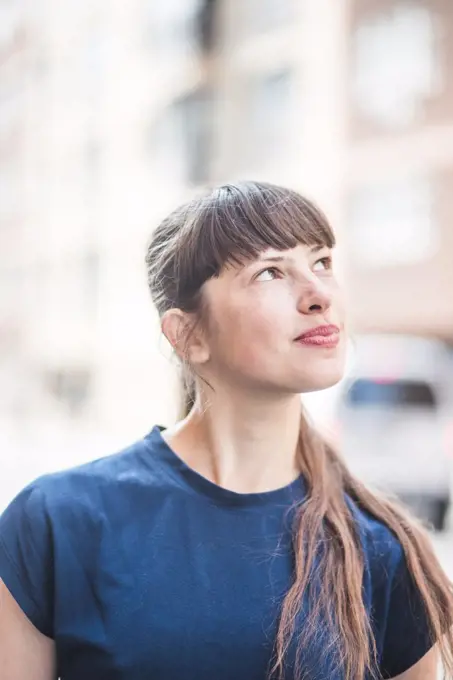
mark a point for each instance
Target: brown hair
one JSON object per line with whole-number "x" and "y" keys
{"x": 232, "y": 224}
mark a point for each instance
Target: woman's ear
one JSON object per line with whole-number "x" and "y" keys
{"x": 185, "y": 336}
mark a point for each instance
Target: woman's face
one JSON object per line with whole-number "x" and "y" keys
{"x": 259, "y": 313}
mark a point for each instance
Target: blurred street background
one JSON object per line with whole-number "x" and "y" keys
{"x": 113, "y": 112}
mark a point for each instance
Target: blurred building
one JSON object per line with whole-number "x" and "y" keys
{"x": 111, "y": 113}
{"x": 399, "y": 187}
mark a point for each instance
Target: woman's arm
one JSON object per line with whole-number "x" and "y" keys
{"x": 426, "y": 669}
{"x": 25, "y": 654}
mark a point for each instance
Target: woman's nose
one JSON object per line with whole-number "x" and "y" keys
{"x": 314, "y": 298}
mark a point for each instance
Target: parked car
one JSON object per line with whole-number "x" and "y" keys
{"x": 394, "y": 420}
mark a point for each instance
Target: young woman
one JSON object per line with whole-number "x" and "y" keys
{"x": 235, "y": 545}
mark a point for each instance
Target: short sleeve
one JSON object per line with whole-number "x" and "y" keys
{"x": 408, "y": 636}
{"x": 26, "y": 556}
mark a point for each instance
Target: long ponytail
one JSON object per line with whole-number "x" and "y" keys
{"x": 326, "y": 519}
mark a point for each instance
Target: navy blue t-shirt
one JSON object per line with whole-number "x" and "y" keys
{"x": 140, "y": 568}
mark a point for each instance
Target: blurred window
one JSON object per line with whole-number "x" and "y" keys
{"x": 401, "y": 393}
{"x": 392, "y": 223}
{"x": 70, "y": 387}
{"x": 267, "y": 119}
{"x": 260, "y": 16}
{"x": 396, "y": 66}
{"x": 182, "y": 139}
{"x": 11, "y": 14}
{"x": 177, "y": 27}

* * *

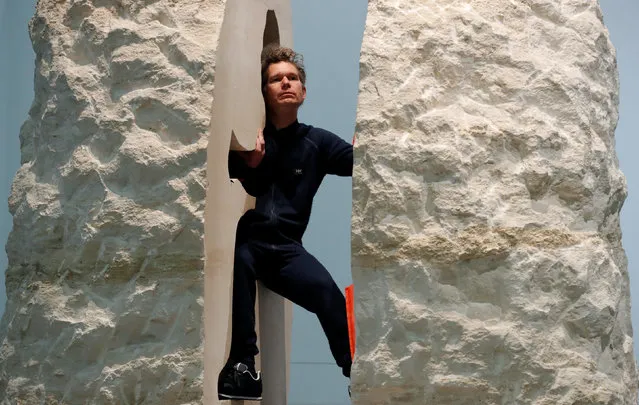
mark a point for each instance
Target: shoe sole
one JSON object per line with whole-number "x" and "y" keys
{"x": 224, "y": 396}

AIM OF THE EXERCISE. Counting only lines that hold the string "blurred", how many are there in the listing above? Give that number by itself.

TASK OUTPUT. 3